> **Tasks and exercises**
• A. Duplicate the passage of the Aung San text between "Whilst the institutional" and "the July commemoration.", inclusive.
• B. Pick up the text on General Aung San's image in Myanmar and keep writing from where it stops.

Since 2015 the military and the National League for Democracy have become uncooperative partners in the halls of government in Myanmar. Daw Suu’s party have taken over the parliamentary houses with landslide victories in both, yet the military’s grip on power remains. Their twenty-five per cent seat allocation in those same houses and control of central department have solidified their role as overseers of Myanmar’s political arenas[3]. It is therefore, perhaps surprising to see the increasing propagation of an image over which these two political forces have competed over in the past. General Aung San and his memory have become something of a myth tied to the legitimacy of the political forces within Myanmar’s political arena. His period of dis-favour is over, with the seventieth anniversary of Martyrs Day receiving special commemoration in Yangon in 2017. He is both the father of the army and nation and the father of the democracy movement (or at least its leader) and now this image of fatherly support is not in competition but rather represents the rightness of such cooperation between the two sides. As these two competing political forces, the military and the NLD attempt to navigate the spaces of co-existence they have found a common ground, or at least common imagery for legitimacy within General Aung San.

Aung San’s Image: Divisive Locally

Whilst the institutional support and favour has returned to General Aung San and his sacrifices to the establishment of the Burmese State, support at the local level has not followed. With the centenary of the Bogyoke’s birth in 2015 and the seventieth anniversary of his death in 2017 the unveiling of a new set of statues may not be that surprising, particularly given the changing political arena.  Nevertheless, such celebrations have been far from uniform. Protests in Karenni and Mon against the dedication and commemoration of new statues and bridges respectively have highlighted underlying tensions within Myanmar’s memory of the Bogyoke. Despite rising tensions the erection of such statues has continued including the unveiling of the largest General Aung San Statue in Mandalay in June 2017 prior to the July commemoration.

> **Data listing**
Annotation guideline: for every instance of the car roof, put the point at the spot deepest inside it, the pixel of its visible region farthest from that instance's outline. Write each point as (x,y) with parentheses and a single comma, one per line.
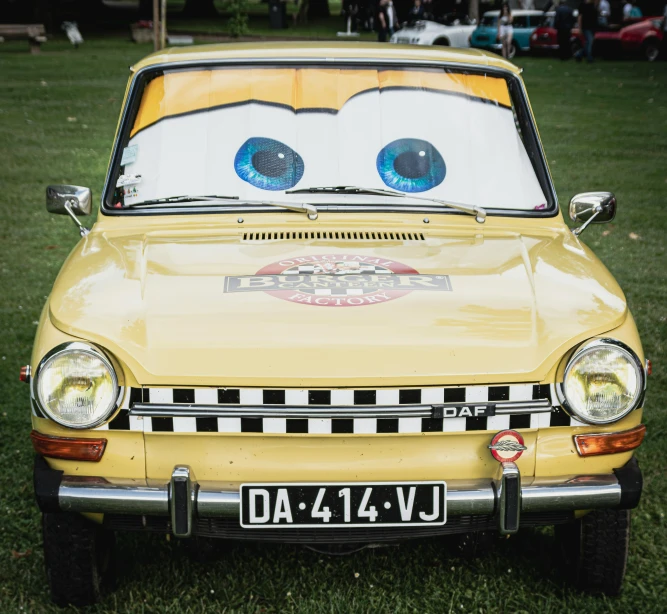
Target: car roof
(327,51)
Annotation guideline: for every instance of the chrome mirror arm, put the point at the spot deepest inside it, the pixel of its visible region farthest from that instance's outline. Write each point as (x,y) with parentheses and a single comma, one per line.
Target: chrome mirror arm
(577,231)
(83,231)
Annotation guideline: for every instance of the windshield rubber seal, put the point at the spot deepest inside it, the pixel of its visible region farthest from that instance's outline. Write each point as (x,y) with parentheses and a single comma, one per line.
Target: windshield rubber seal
(515,85)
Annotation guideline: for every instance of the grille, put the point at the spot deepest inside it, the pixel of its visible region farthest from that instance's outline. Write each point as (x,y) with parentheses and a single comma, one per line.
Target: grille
(333,235)
(229,528)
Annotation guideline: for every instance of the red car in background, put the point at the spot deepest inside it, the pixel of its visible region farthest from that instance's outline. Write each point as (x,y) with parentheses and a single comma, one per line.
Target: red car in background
(641,37)
(545,37)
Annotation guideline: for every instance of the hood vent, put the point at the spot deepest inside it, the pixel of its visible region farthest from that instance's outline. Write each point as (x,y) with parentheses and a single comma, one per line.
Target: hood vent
(333,235)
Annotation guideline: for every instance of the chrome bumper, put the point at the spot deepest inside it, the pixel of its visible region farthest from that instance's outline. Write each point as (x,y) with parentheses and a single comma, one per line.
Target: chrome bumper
(183,498)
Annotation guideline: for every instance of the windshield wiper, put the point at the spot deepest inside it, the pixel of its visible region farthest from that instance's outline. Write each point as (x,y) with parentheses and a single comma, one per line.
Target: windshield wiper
(180,199)
(478,212)
(311,210)
(345,189)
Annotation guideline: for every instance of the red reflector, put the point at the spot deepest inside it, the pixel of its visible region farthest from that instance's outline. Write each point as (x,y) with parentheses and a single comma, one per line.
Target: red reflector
(68,448)
(609,443)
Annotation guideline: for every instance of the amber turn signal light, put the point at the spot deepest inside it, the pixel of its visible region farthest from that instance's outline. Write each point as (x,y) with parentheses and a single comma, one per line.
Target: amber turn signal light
(609,443)
(67,448)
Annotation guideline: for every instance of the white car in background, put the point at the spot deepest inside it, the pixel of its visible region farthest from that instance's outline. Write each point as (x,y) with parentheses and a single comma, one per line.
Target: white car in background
(457,34)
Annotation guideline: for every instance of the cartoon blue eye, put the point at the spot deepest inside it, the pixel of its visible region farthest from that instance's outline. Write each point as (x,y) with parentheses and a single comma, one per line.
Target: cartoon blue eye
(268,164)
(411,165)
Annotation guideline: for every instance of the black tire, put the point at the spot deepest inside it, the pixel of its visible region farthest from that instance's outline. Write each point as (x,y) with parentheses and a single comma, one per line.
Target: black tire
(595,550)
(514,50)
(651,49)
(79,559)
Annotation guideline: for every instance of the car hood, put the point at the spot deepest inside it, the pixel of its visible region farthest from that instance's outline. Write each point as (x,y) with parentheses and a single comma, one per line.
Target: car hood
(199,306)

> **Exercise responses**
• A.
Whilst the institutional support and favour has returned to General Aung San and his sacrifices to the establishment of the Burmese State, support at the local level has not followed. With the centenary of the Bogyoke’s birth in 2015 and the seventieth anniversary of his death in 2017 the unveiling of a new set of statues may not be that surprising, particularly given the changing political arena.  Nevertheless, such celebrations have been far from uniform. Protests in Karenni and Mon against the dedication and commemoration of new statues and bridges respectively have highlighted underlying tensions within Myanmar’s memory of the Bogyoke. Despite rising tensions the erection of such statues has continued including the unveiling of the largest General Aung San Statue in Mandalay in June 2017 prior to the July commemoration.

• B.
For whilst the memory and iconic image of General Aung San may legitimise the current governmental institutional establishment it has left many minority groups dissatisfied. General Aung San may have been the father of the nation that delivered Myanmar its independence, however many minorities felt betrayed by the independence negotiations which left them without a right to an independent state or secession. The infamous Panglong Agreement the General Aung San brokered with the ethnic minorities in 1947 provided some vague commitments to equality with few specifics on minority rights or protections.

The failure of the successive governments to protect minorities or recognise their independence from the state has left most with a sense of betrayal in relation to the father of the nation. The image and icon which is now appearing in their capitals, on their road signs, in relation to the infrastructure projects being developed throughout the borderlands. Rather then promoting the cooperation between the two major political forces within Myanmar, Aung San imagery is becoming the face of an encroaching hostile state within minority regions. Rather then unifying or celebrating the diversity of Myanmar through the promotion of a diverse set of icons the focus on the first nationalist leader is being perceived as at best centrist arrogance and at worst forced domination by the ethnic majority.

Conclusion

The manipulation of such imagery and historic icons within any state’s history is an important part of building a state narrative and sense of homeland. It is a history and discourse that will always be built by the victor of the struggle. Yet if Myanmar’s wishes to increase the inclusion of its ethnic minorities rather then lengthen the already extensive civil war in Myanmar they may do well to tread lightly with the establishment of such a uniform and state centric narrative in its borderlands. Myanmar is an ethnically and politically diverse state, it is also a community waiting for change and development away from the historical state domination. The commemoration of those from outside of the government-military institution even just within these localities could be an effective tool to build cooperation and goodwill over the hostility that is being entrenched through the dominance of majority narratives in minority and historically weak state regions.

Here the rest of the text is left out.